Task:
Nothing but the lines from the one containing "Each instance of the man's teeth" to the end of the data should be returned, each exactly as written.

Dataset entries:
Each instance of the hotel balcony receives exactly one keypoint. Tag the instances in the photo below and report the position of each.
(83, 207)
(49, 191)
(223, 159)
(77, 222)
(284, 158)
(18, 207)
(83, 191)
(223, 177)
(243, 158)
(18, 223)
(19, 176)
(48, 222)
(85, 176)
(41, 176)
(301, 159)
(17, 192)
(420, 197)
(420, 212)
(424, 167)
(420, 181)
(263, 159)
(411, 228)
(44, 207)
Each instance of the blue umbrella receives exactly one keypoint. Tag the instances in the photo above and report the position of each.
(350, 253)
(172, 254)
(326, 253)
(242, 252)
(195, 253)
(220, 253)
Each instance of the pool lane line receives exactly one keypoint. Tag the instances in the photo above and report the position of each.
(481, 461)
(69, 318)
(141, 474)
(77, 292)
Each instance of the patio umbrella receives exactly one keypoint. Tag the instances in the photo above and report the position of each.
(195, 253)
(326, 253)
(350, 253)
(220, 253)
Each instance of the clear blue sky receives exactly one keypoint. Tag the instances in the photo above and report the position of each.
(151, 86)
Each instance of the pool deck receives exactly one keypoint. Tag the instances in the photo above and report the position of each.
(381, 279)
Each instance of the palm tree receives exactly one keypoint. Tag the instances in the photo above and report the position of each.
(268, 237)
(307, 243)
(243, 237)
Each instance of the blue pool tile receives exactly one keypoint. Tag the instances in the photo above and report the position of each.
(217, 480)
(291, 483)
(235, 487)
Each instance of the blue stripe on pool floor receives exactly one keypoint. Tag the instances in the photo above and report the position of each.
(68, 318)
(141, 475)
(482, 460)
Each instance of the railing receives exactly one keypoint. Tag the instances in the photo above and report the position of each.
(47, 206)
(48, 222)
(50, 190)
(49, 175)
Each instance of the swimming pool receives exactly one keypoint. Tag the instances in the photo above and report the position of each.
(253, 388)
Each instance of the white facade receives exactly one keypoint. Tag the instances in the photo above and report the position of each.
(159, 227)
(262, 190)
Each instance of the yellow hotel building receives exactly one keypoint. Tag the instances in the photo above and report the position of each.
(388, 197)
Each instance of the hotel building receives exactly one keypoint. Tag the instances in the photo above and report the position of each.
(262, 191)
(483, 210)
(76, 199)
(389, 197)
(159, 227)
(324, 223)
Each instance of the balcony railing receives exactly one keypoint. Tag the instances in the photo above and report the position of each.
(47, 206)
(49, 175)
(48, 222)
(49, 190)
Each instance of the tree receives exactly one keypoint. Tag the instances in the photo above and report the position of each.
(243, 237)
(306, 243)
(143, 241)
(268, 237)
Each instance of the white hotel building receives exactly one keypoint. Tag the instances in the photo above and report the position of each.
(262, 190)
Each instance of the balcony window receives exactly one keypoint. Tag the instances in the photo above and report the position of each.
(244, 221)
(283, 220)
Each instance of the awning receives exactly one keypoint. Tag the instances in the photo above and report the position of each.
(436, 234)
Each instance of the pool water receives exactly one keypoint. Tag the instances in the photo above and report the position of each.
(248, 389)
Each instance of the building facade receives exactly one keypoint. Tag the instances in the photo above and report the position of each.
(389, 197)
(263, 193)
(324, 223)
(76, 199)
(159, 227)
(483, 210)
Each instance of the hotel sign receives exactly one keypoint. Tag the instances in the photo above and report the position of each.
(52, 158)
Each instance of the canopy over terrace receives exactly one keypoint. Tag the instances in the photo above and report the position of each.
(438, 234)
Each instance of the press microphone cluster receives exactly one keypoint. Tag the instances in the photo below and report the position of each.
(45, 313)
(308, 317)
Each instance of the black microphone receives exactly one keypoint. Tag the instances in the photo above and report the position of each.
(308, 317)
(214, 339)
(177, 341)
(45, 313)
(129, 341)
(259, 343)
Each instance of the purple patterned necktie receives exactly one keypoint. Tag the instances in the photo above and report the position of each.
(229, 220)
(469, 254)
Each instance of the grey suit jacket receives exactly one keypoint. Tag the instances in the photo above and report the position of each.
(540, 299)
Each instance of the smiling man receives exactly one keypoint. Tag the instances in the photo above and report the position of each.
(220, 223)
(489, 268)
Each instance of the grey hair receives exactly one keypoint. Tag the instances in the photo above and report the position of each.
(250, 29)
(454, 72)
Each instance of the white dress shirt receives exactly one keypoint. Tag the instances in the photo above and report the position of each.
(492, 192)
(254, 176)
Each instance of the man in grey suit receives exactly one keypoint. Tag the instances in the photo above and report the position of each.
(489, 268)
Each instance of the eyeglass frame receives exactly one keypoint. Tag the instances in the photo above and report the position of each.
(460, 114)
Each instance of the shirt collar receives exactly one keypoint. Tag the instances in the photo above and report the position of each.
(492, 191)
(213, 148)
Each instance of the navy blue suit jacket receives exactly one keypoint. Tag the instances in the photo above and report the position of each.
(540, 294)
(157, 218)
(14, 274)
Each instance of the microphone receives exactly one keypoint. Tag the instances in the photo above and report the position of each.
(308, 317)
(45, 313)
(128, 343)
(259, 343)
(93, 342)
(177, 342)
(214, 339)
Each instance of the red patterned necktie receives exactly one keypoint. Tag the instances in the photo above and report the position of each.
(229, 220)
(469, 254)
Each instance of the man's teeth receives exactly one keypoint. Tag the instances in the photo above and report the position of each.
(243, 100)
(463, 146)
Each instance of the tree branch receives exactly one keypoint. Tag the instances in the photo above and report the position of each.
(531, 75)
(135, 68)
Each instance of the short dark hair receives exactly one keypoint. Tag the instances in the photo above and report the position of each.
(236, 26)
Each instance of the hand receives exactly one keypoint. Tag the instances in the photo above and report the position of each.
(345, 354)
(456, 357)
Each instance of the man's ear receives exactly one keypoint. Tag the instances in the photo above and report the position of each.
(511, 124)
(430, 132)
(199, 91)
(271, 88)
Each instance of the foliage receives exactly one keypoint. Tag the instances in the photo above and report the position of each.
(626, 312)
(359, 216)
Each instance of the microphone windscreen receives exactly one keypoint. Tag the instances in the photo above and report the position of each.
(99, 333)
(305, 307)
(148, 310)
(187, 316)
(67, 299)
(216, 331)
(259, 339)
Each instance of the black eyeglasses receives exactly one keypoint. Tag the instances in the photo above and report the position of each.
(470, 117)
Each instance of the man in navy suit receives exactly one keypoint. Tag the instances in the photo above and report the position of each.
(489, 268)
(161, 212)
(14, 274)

Solution:
Each instance of the man's teeth receives exactly one keypoint. Tag the instances in the photo above and report the position of each.
(243, 100)
(463, 146)
Each instance of the tree branch receives exactly one keypoint. Tag the instances in the photo above and report the position of each.
(531, 75)
(135, 68)
Each instance of the short dark hair receives exactly one keypoint. Tag the instances in the photo above and report the position of each.
(236, 26)
Each instance of the hand receives exactly one keypoint. Tag the instances in the photo above and report the position of each.
(345, 354)
(456, 357)
Each instance of the man's ear receives exactly one keypoint. Tag the instances in the photo above and report the position of each.
(511, 124)
(430, 132)
(199, 91)
(271, 88)
Each instance of the foliage receives exactly one keypoint. Tag the instances in the photo above and report the position of each.
(626, 312)
(359, 216)
Each instance of the microphone windscreen receives exactly one keypoint. Tag the instances in the photo above and report the position of each.
(99, 333)
(305, 307)
(148, 310)
(187, 316)
(67, 299)
(216, 331)
(259, 339)
Each instance of the black eyeglasses receives exactly one keypoint. Tag the instances in the photo above and report the position of each.
(470, 117)
Each instance of the man in navy suit receives exactly one keypoint. Tag the instances in the photo above and report the position of each.
(489, 268)
(161, 212)
(14, 274)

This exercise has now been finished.